- WHAT THE EXERCISE ASKS -
What you return should match the material below line for line, except that no image appears in it.

Start of Block

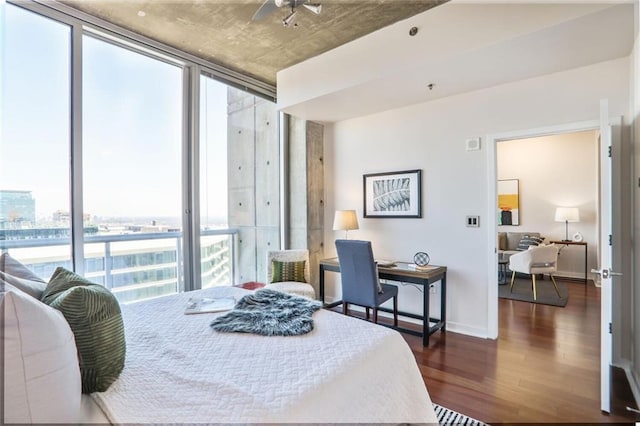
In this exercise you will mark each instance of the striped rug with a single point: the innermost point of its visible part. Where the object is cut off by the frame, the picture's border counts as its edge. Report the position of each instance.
(450, 417)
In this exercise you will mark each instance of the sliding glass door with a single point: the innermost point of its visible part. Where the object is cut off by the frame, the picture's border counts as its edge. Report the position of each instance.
(132, 187)
(35, 139)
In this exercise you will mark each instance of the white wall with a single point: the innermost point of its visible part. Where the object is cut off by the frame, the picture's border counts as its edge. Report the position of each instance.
(635, 106)
(430, 136)
(559, 170)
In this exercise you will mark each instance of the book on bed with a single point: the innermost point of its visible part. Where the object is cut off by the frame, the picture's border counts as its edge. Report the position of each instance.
(204, 305)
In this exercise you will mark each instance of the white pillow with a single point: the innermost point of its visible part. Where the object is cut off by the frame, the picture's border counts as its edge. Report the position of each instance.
(41, 370)
(15, 273)
(32, 287)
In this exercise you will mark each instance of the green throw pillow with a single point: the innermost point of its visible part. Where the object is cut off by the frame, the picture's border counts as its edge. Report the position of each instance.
(288, 271)
(93, 313)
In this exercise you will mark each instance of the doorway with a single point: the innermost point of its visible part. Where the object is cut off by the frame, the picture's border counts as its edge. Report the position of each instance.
(541, 206)
(554, 173)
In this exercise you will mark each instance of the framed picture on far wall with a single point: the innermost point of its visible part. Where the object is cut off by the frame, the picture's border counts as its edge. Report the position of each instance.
(508, 202)
(393, 194)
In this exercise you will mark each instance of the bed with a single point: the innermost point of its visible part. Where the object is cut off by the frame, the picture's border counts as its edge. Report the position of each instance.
(178, 369)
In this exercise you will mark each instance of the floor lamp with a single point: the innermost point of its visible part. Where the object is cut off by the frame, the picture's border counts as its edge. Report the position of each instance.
(345, 220)
(566, 215)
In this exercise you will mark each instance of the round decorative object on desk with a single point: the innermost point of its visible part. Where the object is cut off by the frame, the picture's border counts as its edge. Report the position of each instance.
(421, 258)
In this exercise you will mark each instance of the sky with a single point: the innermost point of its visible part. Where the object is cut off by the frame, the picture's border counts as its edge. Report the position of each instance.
(132, 124)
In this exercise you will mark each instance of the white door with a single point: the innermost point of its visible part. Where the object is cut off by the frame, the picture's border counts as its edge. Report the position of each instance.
(606, 255)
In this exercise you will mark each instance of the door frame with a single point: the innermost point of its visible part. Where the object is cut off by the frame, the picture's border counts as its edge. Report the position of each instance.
(492, 176)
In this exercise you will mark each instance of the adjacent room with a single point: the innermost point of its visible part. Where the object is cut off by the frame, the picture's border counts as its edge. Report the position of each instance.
(250, 212)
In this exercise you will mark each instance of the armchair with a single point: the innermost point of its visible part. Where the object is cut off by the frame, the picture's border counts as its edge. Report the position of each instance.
(360, 284)
(535, 260)
(288, 272)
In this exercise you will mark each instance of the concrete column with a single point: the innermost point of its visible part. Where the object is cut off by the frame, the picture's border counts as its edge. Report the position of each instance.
(306, 191)
(253, 173)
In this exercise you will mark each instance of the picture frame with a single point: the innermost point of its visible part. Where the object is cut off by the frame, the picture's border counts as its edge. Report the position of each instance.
(508, 202)
(393, 194)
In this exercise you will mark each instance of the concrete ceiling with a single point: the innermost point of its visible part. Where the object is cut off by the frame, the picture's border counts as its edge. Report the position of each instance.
(222, 31)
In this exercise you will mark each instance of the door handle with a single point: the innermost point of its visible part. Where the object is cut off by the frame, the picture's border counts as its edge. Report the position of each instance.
(606, 273)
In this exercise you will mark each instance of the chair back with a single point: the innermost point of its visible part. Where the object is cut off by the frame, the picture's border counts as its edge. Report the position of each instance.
(358, 272)
(293, 255)
(538, 259)
(544, 257)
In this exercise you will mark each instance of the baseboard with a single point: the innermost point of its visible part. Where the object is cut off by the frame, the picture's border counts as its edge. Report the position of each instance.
(632, 379)
(467, 330)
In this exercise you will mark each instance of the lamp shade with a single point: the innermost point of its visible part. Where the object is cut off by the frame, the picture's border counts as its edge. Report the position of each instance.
(345, 220)
(567, 214)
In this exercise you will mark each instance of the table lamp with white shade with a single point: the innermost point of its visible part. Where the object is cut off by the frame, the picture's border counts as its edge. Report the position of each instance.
(345, 220)
(566, 215)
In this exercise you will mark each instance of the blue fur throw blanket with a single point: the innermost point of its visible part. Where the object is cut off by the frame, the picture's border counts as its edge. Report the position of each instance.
(269, 313)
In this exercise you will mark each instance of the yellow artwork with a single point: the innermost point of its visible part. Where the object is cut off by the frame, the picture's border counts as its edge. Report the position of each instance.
(508, 202)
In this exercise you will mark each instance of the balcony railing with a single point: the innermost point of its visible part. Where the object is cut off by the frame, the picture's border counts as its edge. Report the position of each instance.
(134, 266)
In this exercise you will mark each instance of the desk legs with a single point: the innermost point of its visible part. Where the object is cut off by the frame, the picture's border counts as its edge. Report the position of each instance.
(321, 284)
(443, 302)
(440, 323)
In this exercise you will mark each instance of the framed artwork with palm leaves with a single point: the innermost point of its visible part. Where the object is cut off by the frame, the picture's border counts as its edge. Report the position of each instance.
(393, 194)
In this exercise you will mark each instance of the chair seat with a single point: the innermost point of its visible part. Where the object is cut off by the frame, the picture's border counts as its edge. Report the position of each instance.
(388, 292)
(295, 288)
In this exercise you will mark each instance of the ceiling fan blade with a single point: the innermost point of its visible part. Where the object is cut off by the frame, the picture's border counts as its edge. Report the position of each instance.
(314, 7)
(269, 6)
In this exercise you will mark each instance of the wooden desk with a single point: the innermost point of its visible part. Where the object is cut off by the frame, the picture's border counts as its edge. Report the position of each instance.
(576, 243)
(402, 272)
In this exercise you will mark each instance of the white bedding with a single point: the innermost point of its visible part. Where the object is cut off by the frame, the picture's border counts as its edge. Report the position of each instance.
(179, 370)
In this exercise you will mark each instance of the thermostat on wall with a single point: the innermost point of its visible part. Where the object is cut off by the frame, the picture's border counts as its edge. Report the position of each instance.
(473, 144)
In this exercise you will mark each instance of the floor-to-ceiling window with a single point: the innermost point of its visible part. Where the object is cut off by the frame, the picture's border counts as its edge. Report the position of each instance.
(35, 138)
(106, 183)
(132, 188)
(215, 249)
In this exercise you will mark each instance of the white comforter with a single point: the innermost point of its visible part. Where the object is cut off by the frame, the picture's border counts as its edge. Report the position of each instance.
(179, 370)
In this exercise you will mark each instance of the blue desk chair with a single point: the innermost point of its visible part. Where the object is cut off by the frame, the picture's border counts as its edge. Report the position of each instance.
(360, 283)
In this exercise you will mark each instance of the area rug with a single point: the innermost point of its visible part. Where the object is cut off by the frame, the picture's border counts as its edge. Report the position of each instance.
(450, 417)
(546, 294)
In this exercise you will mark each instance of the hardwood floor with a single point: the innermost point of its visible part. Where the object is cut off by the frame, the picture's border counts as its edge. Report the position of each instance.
(544, 367)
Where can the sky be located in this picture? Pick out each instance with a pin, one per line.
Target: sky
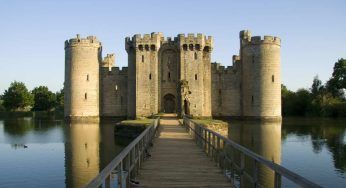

End of Block

- SOLVED EXERCISE -
In this exercise you will mark each instance of the striped rug with a single point: the innermost point of its visible part. Where the object is cut off by the frame, the picture's border counts as its edge. Report the position of each instance.
(450, 417)
In this exercise you will mark each instance of the sliding glass door with a single point: the innermost point of its visible part. Where the object is cut off by the frame, the picture's border counts as its edge. Report the position of each instance.
(132, 187)
(35, 139)
In this exercise you will mark each instance of the white wall with a single point: the innermost point of its visible part. Where the object is cut off by the frame, the picture's border counts as its edge. Report the position of each instance.
(635, 106)
(430, 136)
(559, 170)
In this exercise you will mark each instance of the book on bed with a single point: the innermost point of its visible part. Where the object is cut off by the frame, the picture's border counts as its edge. Report the position of each instance.
(204, 305)
In this exercise you will mark each instance of the white pillow with a single point: the innermost point of its visible part. Where the object is cut off by the frame, the picture's border counts as its edge. Report the position of each instance.
(41, 370)
(15, 273)
(32, 287)
In this exercise you will mark each instance of the green throw pillow with a single point: the innermost point of its visible part. Where the object is cut off by the frame, the picture's border counts as its edge. Report the position of each instance.
(288, 271)
(93, 313)
In this exercise you will mark each instance of the doorway with a single point: the innermost point of its visible part. Where the object is cut off by the frame, the picture's border counts as its edge. Report the position of each instance.
(541, 206)
(554, 173)
In this exercise you will mark each instance of the framed picture on far wall with a single point: the innermost point of its visible part. Where the object is cut off by the frame, the picture's border counts as its edge. Report the position of each instance.
(508, 202)
(393, 194)
In this exercise you will mark each instance of the bed with a single point: the innermost point of its visible part. Where the object is cut off by the frame, the picture's border counts as its edge. Report the position of each instance.
(178, 369)
In this exercise you will mark each instance of the floor lamp with a single point: the innermost point of its visible part. Where the object is cut off by the frame, the picture's border counts as its edge. Report the position of each instance.
(345, 220)
(566, 215)
In this exercise you will mark each instance of the round decorative object on desk with a single point: the innermost point of its visible part. Where the object is cut off by the frame, the picture's border counts as its edge. Report the position of each instance.
(421, 258)
In this exercise you will mark each instance of the sky with a single point: the innermost point of its visible part. Where the object is cut off by the frame, the picture's border counts as its edge. Report the position of each instance.
(132, 124)
In this exercise you will mark each instance of the white door with a single point: the innermost point of its visible part. Where the object is cut off by the frame, the picture's border counts as its edge. Report the position of each instance.
(606, 255)
In this exercise you will mark each instance of the door frame with a single point: the innermost point of its visible part. Where the object is cut off by the frame, the picture's border counts as its edge. Report the position of each instance.
(492, 176)
In this exercise you will mark each instance of the adjacent room with a single point: the innermost point of its visible part. Where the object is cut off by the frame, the picture's border counts as its edge. Report the position of each instance.
(250, 212)
In this exercise you will mark each instance of the armchair with a single point: the innermost point of its visible part. Where the object is cut off by the frame, the picture's border counts as its edge. Report the position of each instance.
(360, 284)
(535, 260)
(288, 272)
In this exercise you will mark each instance of the concrete column with a single point: the innermost point of its visible part. Where the object is cut off by the frame, the picture's border counts as its edge. Report the position of each instance.
(306, 191)
(253, 173)
In this exercise you will mark each instance of the picture frame with a single point: the innermost point of its visible part. Where the object is cut off by the frame, the picture's border counts as its edge. Report the position of each instance.
(508, 202)
(393, 194)
In this exercise you will mark each instance of the concrete ceiling with a single point: the innermost point of its visible part. Where the object is cut off by the frame, the picture's border counts as its edge. Report the position of each instance.
(222, 31)
In this exercise you will mark each instance of the door handle with a single point: the innermost point of its visible part. Where the object is cut off by the frame, the picture's border counts as its edge. Report the position of each instance.
(606, 273)
In this exercise you will mark each instance of the chair back with a single point: the innermost point of its visible part. Where the object is cut off by the frame, the picture's border counts as its edge. Report the position of each instance.
(358, 272)
(293, 255)
(538, 259)
(544, 257)
In this exercise you will mark each instance of the baseboard with a single point: the innermost point of its visible part. Where the object is cut off by the frame, the picture's border counts as its edge. Report the position of each instance.
(632, 379)
(467, 330)
In this exercise you will mark each instance of the lamp shade with a single point: the innermost point of its visible part. Where the object is cut off by the frame, the picture's border counts as its edge. Report the position of each instance.
(345, 220)
(567, 214)
In this exercise you will mark each instance of the table lamp with white shade with a single point: the innermost point of its visible part. Where the object is cut off by the frame, the picture's border counts as its edge. Report the position of each instance.
(345, 220)
(566, 215)
In this exercise you will mark each instance of the blue fur throw blanket with a single point: the innermost point of its visible part. Where the object is cut off by the frame, the picture's border counts as its edge. Report the position of each instance.
(269, 313)
In this exercise you will mark each instance of the yellow artwork with a single point: the innermost point of its visible part. Where the object is cut off by the frame, the picture's border counts as its edge. Report the position of each instance.
(508, 202)
In this exercise you will mark each instance of the balcony railing with a single point: the innermost point of its visible part. Where the object is cut off by the frame, the picture's border counts as its edge. Report the position of each instance.
(134, 266)
In this exercise you will mark each instance of the desk legs with a single point: the innermost point of its visible part. Where the object is cut off by the frame, the picture's border counts as its edge. Report the position of each instance.
(321, 284)
(443, 302)
(440, 323)
In this exercise you will mark each instance of the framed artwork with palm leaves with a single point: the innermost point of its visible part. Where the object is cut off by the frame, the picture's border counts as its edge. Report the position of each instance.
(393, 194)
In this exercise you will mark each instance of the chair seat with a single point: the innermost point of its visible part. Where the object is cut off by the frame, the picture's border counts as its edge. Report the position of each instance.
(388, 292)
(295, 288)
In this exercise you will mark each instance of the ceiling fan blade with a single point: the innermost point of its visible part. Where the object is cut off by the frame, the picture's border counts as its edge. Report the position of each instance.
(314, 7)
(269, 6)
In this exercise you will mark each instance of the wooden desk with a single point: the innermost point of its visible part. Where the object is cut off by the frame, the picture's border counts as its edge. Report the position of each instance.
(576, 243)
(402, 272)
In this exercise you will mark each instance of the white bedding with a single point: the innermost point of its visible part. Where the object is cut off by the frame, the picture's border counts as its edge. Report the position of each instance.
(179, 370)
In this exercise you will mark each instance of the thermostat on wall with a single point: the innermost point of its visible part. Where the object is cut off by the frame, the picture's border counts as its edge. Report the position of each instance.
(473, 144)
In this exercise you will mark each instance of the floor-to-ceiling window with a single point: the innermost point of its visible part. Where the object is cut off by the frame, the picture's border counts as its edge. Report the position of each instance.
(35, 138)
(106, 183)
(132, 188)
(215, 249)
In this exercise you will mark each instance of the white comforter with a single point: the innermost point of its visible part. Where the object is cut off by the frame, the picture's border counts as its edge. Report the position of each instance.
(179, 370)
In this exercise you will mark each instance of the blue desk chair with a single point: the innermost point of its visible part. Where the object is cut off by the frame, the picture's border counts as its edge. Report the position of each instance.
(360, 283)
In this exercise you will mark each instance of the area rug with a single point: the innermost point of its visible part. Where the object is cut off by the frame, the picture's border counts as its edge. Report the position of each instance.
(450, 417)
(546, 294)
In this exercise you will mark each instance of the hardwood floor with a single point: the innermost point of its visible part. Where the object is cut off by the frame, the picture's border counts as its edge. Report the position of each instance.
(544, 367)
Where can the sky be located in this picture? Pick out each instance with a pin, one per line.
Target: sky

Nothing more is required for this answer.